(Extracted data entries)
- - -

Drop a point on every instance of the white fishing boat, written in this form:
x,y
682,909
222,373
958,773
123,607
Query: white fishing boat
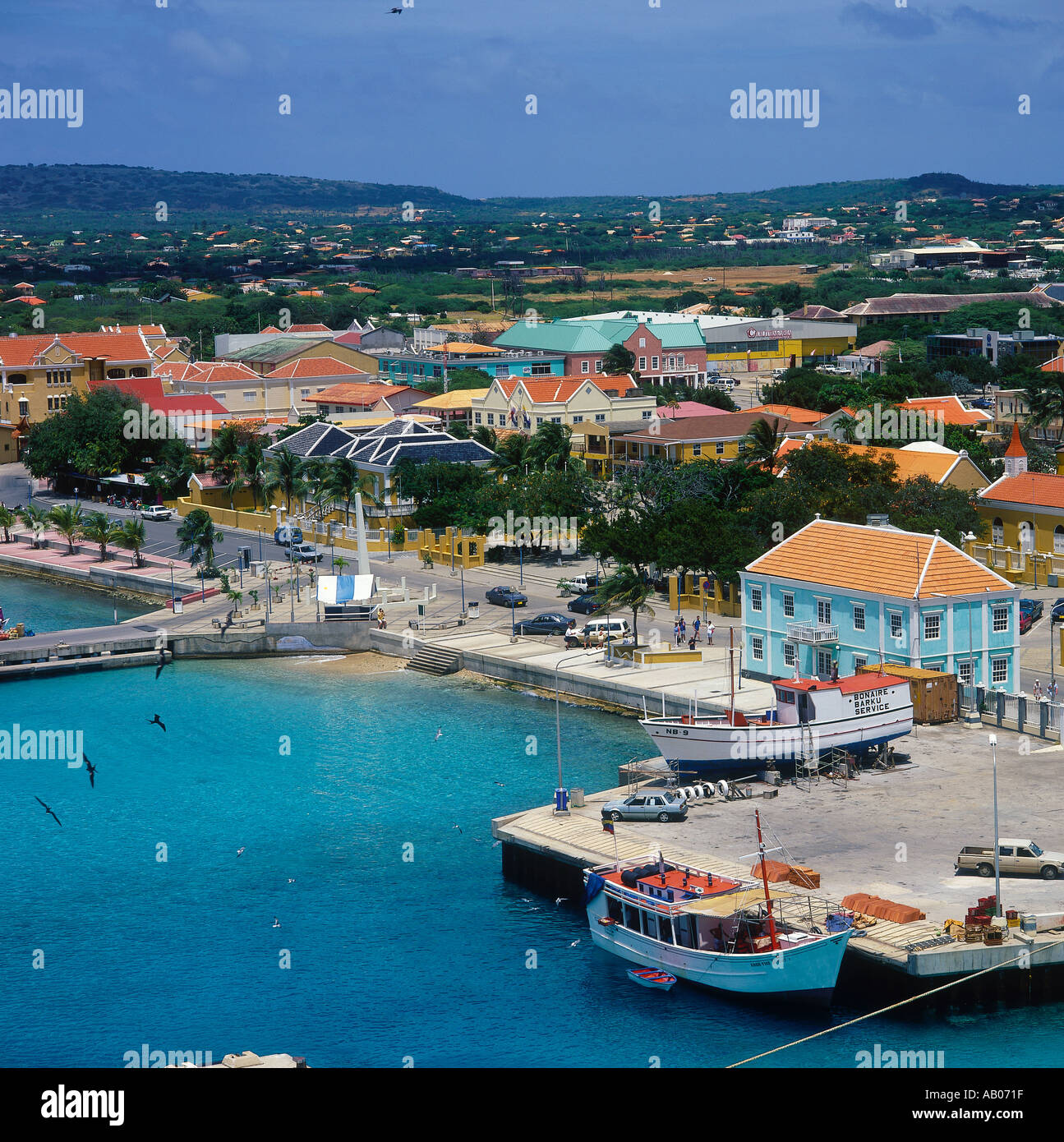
x,y
812,716
735,936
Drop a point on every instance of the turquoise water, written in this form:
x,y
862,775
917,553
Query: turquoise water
x,y
46,606
422,958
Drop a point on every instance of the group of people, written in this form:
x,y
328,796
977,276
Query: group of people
x,y
679,632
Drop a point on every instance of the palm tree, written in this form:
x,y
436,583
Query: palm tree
x,y
100,530
762,441
627,589
513,456
196,536
35,518
345,480
67,520
550,445
224,454
286,475
252,464
132,536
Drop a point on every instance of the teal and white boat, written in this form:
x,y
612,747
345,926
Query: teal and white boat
x,y
733,936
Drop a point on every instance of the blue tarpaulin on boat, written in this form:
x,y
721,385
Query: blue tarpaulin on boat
x,y
594,886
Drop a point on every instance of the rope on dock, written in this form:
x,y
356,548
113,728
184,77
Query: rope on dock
x,y
894,1006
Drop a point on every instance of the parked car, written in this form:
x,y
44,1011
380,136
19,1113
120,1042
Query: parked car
x,y
583,605
1015,858
598,632
287,533
581,583
652,807
506,596
551,624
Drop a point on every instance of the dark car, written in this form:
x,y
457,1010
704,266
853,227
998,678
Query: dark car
x,y
545,625
506,596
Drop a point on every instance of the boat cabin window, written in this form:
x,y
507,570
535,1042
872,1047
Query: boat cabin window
x,y
684,931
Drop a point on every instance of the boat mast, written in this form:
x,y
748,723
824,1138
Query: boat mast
x,y
761,849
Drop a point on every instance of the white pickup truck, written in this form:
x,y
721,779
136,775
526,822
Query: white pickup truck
x,y
1015,858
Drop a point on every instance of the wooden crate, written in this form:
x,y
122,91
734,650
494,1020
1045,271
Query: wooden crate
x,y
934,693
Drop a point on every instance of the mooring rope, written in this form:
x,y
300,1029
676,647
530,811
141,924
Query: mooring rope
x,y
894,1006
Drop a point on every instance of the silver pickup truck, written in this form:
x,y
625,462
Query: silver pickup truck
x,y
1015,858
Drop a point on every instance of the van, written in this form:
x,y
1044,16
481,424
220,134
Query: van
x,y
598,632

- - -

WORK INSTRUCTIONS :: Since the pictures don't belong in the copy, copy only the rest of the entries above exactly.

PROBLEM SOLUTION ::
Drop a point on every instance of the white fishing boat, written in this form:
x,y
682,909
222,373
958,773
123,607
Query: white fishing boat
x,y
812,716
735,936
Drop a point on every instance of the turquoise water, written in this form:
x,y
862,775
917,553
Query: turquoise water
x,y
46,606
422,958
Drop a point on every instance of the group of people, written in this form:
x,y
328,796
977,276
Query: group of people
x,y
679,632
Drop a point on every instance of the palm tree, written in this form:
x,y
436,583
Query: palm tree
x,y
100,530
762,441
627,589
513,456
196,536
35,518
345,480
67,520
550,445
224,454
286,475
252,464
132,536
Drop a point on every instance of the teal and white boat, written in this form:
x,y
612,747
345,926
Query: teal and white boat
x,y
733,936
Drop a point on every instance of the blue tarpaulin on boat, written in this form:
x,y
721,385
Query: blue tarpaulin on boat
x,y
594,886
Drop a point on every instance of the rope on dock, written in this form:
x,y
356,548
113,728
184,77
Query: rope on dock
x,y
894,1006
Drop a point on every instance of the parked car, written in this form:
x,y
44,1011
380,136
19,1113
120,1042
Query: parked car
x,y
583,605
1015,858
598,632
287,533
581,583
652,807
506,596
551,624
Drop a point on every instance of the dark car, written in this form:
x,y
457,1010
704,266
853,227
998,678
Query: dark car
x,y
545,625
506,596
Drop a point on every instance of the boat cabin window, written in this form:
x,y
507,570
535,1042
872,1047
Query: boat cabin window
x,y
684,931
Drop a point on every instance of the boat mast, written in this form:
x,y
748,723
824,1138
Query: boat mast
x,y
761,849
Drop a point on every instance of the white pickup truck, written in this form:
x,y
721,779
136,775
526,822
Query: white pickup truck
x,y
1015,858
Drop a point on every instance of the wooden crate, written in this form:
x,y
122,91
734,650
494,1020
1045,271
Query: wooden crate
x,y
934,693
Drop a point on every instance of the mooring rope, written in this form:
x,y
300,1029
676,647
530,811
141,924
Query: mooring rope
x,y
894,1006
Drop a point on every instance of the silver pickup truck, written in this form:
x,y
625,462
Query: silver pickup truck
x,y
1015,858
Drop a point on every instance of the van, written in this form:
x,y
1044,16
481,424
220,134
Query: van
x,y
598,632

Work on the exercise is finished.